═════ SOURCE RECORDS
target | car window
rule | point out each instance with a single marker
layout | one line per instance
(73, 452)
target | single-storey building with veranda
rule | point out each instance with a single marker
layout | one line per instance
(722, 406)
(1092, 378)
══════════
» **YOUR INSTRUCTIONS**
Rewrite the rows above, replacing "single marker" with "single dot" wherever it occurs and leaving everything else unchanged.

» **ANSWER TO THIS TASK**
target | car window
rule | point out each instance with a single dot
layout | one line per instance
(73, 452)
target | single-storey building with veranda
rule | point out each instance with a single dot
layout | one line per instance
(722, 406)
(1092, 378)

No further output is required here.